* Texto de origen:
● ● ● ● ●
Recordemos qué es la Renovación
Carismática Católica según el Cardenal Suenens.
En el
boletín nº 9 de la RCeE, el pasado mes de Marzo, incluíamos un extracto
del Capítulo V del Libro: "¿Un nuevo Pentecostés?" escrito por el
Cardenal Suenens.
En
esta, también reproducimos una parte del mismo Libro. Se ha escogido una parte
del Capítulo VI; (concretamente el Apartado III).
Con
esta lectura, vamos a seguir profundizando en el conocimiento de "esta
corriente de gracia" que es la Renovación.
Que
el Espíritu Santo nos acompañe en esta lectura y nos haga experimentar su
presencia. (Licerio Osuna)
III) Significación y alcance
de una experiencia.
Reconocer
a un árbol por sus frutos es sin duda un "test" valioso cuando se
trata de las obras del Espíritu; no podemos sino alegrarnos ante las múltiples
manifestaciones de Espíritu que responden a tal criterio.
Si he hablado de la renovación como de una privilegiada
manifestación del Espíritu en la hora actual, no he querido decir que se trate
de una exclusiva manifestación que supla a todas las demás. Si fuera así
estaríamos caricaturizando mi pensamiento. Pero creo con toda el alma que nos
encontramos en presencia de una gracia de elección para la Iglesia, si es que
acertamos en captarla, marcar su ruta desde el interior y preservarla de los
falsos modos que no cesará de suscitar en ella el Maligno, consiguiendo en
cambio que penetre ella como por una especie de ósmosis en nuestro propio
comportamiento tanto personal como colectivo.
1.
El cristiano «normal»
Todo
movimiento del Espíritu nos invita a interrogarnos a nosotros mismos, como por
un contragolpe, sobre nuestra propia correspondencia a la gracia y sobre
nuestra propia identidad cristiana.
Ahora
bien, lo que más me maravilla en esta experiencia que estoy analizando, es que
ella, me fuerza a releer, con nueva atención, los textos de San Pablo y de los
Hechos de los Apóstoles, que sin embargo yo creía ya antes conocer. Viendo bruscamente como surgen las manifestaciones del
Espíritu, semejantes a aquellas de que nos habla el Nuevo Testamento me veo
obligado a plantearme la cuestión de si los cristianos de la primitiva Iglesia
lo eran de excepción, de un tipo fuera de serie, o si somos nosotros los
cristianos debilitados «por debajo de lo normal». Me veo obligado a interrogarme
sobre las normas de la fidelidad cristiana y sobre mi adhesión a Cristo. En
verdad ¿yo creo firmemente cuando repito las palabras de San Pablo que dicen:
«¡No soy yo sino Cristo el que vive en mí!»? (Ga1., 2,20). Y ¿quién se atreve a
decir las mismas palabras como aplicables a todo cristiano que dice estar
haciendo aquí en la tierra lo que el Señor hizo por sí mismo? Las que él hizo e
incluso mayores... (Cfr. Juan, 14, 12).
Tal
interrogación me obliga a arrojar una mirada de frente a lo que el cristianismo
posee de más antiguo, de más fundamental: la adhesión a la vida de Cristo en el
Espíritu Santo. Con todas sus consecuencias invisibles... y visibles. Bien sea
que el «test», por excelencia, de nuestra fidelidad cristiana es la caridad,
pero ello no excluye otros signos de la presencia del Señor, los que él nos dio
explícitamente y lo que vino como a estallar desde el día siguiente de
Pentecostés (Marc., 16, 17-18).
● ● ● ● ●
* Datos extraídos:
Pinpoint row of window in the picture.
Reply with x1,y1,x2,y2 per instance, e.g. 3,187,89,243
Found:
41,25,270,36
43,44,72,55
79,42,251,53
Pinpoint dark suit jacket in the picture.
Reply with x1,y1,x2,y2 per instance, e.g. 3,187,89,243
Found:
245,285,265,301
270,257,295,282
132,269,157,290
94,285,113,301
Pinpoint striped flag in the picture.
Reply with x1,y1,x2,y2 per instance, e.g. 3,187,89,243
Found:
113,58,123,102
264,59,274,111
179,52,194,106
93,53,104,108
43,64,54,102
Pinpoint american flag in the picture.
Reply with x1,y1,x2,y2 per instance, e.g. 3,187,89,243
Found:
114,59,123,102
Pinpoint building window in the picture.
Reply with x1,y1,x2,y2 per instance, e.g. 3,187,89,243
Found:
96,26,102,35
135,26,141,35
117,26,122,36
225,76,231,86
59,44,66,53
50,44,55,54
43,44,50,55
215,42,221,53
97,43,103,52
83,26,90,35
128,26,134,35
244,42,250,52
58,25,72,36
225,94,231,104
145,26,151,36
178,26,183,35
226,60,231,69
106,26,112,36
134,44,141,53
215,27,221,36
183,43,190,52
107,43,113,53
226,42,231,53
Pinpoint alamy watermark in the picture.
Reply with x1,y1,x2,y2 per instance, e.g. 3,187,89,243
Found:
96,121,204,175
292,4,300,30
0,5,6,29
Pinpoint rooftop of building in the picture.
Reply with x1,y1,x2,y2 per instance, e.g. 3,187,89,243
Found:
● ● ● ● ●
* Serie de ejercicios:
- a) Copia sin cambios las líneas de las entradas: empieza en la línea que contiene "Pinpoint rooftop of building in the picture." y sigue hasta el final de las entradas, con ambos extremos incluidos.
- b) Sigue escribiendo el texto sobre la Renovación Carismática Católica a partir de su última oración.

* Respuestas del ejercicio:
- a)
Pinpoint rooftop of building in the picture.
Reply with x1,y1,x2,y2 per instance, e.g. 3,187,89,243
Found:

- b)
Contemplando
e intentando revivir aquellas formas del cristianismo primitivo, me veo
obligado a encararme conmigo mismo, como ante un espejo. Y a medir el vigor y
la amplitud de mi fe de cristiano del siglo veinte comparándola con la del
cristiano del primer siglo.
2.
La santidad "ordinaria,".
Para
mí lo que más me extraña todavía es ver de pronto cómo el Espíritu se
manifiesta y penetra en cristianos de toda condición. Estos estudiantes de
Pittisburgh y de Ann Arbor, como los de otras partes, representan al cristiano
ordinario. Ellos no son ni eremitas ni están especializados en caminos de alta
santidad: son fieles de filas. Y me traen a la memoria una palabra del Maestro,
cuando dio gracias a, su Padre: «por haber ocultado esto a los sabios y
entendidos y haberlo revelado a los pequeñuelos» (Luc., 10, 21).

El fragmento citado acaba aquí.